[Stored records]

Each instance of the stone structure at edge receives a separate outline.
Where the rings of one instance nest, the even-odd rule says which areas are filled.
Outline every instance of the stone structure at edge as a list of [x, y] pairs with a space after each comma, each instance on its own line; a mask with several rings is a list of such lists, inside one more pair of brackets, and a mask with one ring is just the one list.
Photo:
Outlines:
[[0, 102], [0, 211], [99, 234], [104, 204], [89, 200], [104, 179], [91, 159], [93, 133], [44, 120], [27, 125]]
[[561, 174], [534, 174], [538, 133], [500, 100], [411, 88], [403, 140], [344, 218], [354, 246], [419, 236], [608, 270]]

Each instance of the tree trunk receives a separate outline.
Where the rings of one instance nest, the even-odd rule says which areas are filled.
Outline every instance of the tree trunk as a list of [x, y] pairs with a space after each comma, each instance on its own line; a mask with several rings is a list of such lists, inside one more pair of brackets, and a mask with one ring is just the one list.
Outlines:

Work instruction –
Every line above that has the string "pairs" needs to be copied.

Output for this exercise –
Outline every instance of the stone structure at edge as a list of [x, y] pairs with a space after each comma, each instance on its own line; a mask with several rings is a list of such lists, inside one more pair of brackets, and a mask with one ring is just the one list.
Outline every instance of the tree trunk as a list of [x, y] pairs with a space after each comma, each instance on its own line; a mask with several rings is a list of such lists, inside one more pair of brackets, and a mask with one ring is just the one list.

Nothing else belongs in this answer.